─── EXCERPT TO READ
A few months into the coronavirus pandemic, one thing is clear: COVID-19 has wreaked havoc on the economy, and healthcare has taken a big hit in the pocketbook. Once the worst of the pandemic has passed, what will marketing look like?
While it’s hard to know at this point exactly what will happen in the coming months, we can glean some insights from previous economic recessions. A 2010 study from Harvard Business School looked at corporate performance after past recessions. The study looked at 4,700 companies and their performance after the three recessions prior to 2008. It found:
- 17% were unable to survive a recession at all.
- Three years after a recession, 80% had not gotten back to their pre-recession growth rate, and 40% were unable to get to even their same revenue/profit levels.
- Less than 10% were able to flourish and outperform their competitors by at least 10% in revenue and profit growth.
With this in mind, marketing will be in the hot seat to help deliver increased contributions to the sales pipeline and revenues. What will this look like?
──────
─── INFORMATION SUPPLIED
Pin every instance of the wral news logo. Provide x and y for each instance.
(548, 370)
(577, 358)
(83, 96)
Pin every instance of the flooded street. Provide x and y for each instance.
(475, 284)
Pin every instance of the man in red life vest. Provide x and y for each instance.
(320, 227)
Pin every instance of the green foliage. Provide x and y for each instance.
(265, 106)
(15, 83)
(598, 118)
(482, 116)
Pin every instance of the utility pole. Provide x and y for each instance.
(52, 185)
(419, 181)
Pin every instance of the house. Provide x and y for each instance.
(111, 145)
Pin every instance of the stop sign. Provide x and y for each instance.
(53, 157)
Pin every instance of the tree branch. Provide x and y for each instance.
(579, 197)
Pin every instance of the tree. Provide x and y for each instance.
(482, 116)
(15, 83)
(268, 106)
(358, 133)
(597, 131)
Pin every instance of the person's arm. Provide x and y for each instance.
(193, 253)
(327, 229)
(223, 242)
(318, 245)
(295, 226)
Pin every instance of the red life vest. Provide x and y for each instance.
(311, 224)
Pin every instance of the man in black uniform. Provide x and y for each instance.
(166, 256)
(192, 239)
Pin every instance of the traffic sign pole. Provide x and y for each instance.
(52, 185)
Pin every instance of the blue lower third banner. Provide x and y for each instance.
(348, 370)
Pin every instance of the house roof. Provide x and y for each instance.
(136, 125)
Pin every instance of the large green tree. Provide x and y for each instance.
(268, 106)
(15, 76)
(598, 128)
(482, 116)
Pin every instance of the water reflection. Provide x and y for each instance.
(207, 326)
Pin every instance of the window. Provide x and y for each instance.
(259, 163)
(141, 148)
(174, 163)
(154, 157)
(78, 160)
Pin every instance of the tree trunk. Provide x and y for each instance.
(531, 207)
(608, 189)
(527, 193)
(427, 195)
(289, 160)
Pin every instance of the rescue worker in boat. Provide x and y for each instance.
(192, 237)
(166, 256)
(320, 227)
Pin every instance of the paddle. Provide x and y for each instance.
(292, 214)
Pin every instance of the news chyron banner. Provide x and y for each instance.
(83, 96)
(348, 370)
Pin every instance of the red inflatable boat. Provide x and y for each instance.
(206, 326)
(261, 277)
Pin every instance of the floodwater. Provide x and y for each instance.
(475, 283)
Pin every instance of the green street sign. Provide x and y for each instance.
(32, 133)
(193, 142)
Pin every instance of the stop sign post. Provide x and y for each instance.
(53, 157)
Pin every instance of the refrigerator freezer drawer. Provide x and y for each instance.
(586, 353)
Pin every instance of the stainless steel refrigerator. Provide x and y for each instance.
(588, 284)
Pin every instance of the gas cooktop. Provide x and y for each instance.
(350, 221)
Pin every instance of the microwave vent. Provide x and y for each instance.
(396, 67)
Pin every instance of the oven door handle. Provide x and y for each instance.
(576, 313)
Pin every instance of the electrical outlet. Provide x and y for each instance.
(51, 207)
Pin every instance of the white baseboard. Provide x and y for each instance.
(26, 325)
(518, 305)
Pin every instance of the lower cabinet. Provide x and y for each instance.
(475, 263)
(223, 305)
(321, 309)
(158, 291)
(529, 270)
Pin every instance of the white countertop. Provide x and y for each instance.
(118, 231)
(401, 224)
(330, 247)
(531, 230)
──────
■ **USING THE INFORMATION**
- 1) Reproduce the passage on pandemic marketing word for word, starting at "With this in" and ending after "this look like?".
- 2) In the passage on pandemic marketing, how many companies did the 2010 Harvard Business School study examine?
Rely only on the passage on pandemic marketing, not on the rows.

■ **WRITTEN ANSWERS**
- 1)
With this in mind, marketing will be in the hot seat to help deliver increased contributions to the sales pipeline and revenues. What will this look like?

- 2) 4,700 companies.